▸ **What you have to do**: Check every line of the material below for the string "image". State how many lines have it.

-- Material shown follows --

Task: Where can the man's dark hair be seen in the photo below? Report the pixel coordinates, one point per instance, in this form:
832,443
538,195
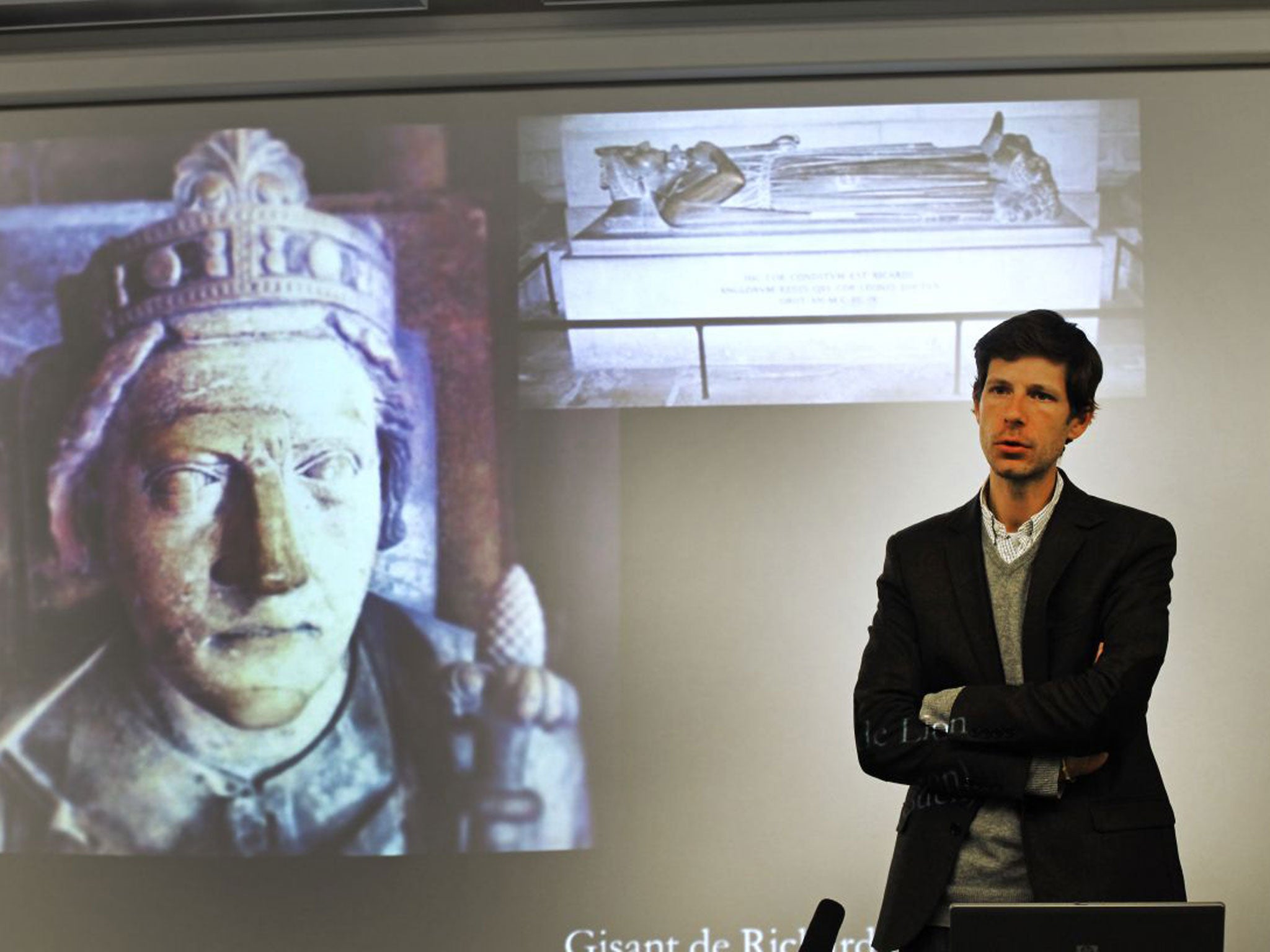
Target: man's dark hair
1044,334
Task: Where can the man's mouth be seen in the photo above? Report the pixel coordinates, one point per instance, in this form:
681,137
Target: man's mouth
249,633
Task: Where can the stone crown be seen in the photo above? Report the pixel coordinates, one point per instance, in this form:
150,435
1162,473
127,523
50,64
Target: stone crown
242,236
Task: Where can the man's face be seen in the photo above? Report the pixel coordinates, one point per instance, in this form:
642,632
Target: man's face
1025,419
242,498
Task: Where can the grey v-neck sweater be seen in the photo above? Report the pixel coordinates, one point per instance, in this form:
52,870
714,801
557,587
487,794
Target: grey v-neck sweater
991,866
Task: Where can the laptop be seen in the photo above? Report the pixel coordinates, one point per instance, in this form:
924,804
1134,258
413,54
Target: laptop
1088,927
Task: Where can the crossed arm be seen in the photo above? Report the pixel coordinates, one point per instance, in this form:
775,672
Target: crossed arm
997,734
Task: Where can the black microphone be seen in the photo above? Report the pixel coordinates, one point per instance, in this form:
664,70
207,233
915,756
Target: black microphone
822,932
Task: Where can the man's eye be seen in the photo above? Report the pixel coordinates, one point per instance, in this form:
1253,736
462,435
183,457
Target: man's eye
182,487
331,467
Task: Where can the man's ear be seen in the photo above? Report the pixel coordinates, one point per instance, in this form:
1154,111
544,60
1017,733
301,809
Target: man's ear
1078,425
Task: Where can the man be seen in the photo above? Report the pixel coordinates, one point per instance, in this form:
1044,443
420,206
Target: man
1010,662
236,460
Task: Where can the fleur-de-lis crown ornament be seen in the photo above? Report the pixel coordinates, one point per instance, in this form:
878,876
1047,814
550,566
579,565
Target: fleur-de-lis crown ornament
242,236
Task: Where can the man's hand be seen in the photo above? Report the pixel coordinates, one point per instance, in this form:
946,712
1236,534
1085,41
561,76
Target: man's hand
1076,767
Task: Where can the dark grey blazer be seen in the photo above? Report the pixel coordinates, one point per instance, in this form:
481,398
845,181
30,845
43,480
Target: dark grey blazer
1101,576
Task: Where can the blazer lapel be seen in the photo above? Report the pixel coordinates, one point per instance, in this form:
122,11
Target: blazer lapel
964,555
1065,535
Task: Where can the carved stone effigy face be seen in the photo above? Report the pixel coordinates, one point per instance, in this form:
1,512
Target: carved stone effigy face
634,172
242,495
230,431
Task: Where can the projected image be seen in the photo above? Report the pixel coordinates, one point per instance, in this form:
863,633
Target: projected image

-- Material shown concluded --

▸ **Result for this exercise**: 2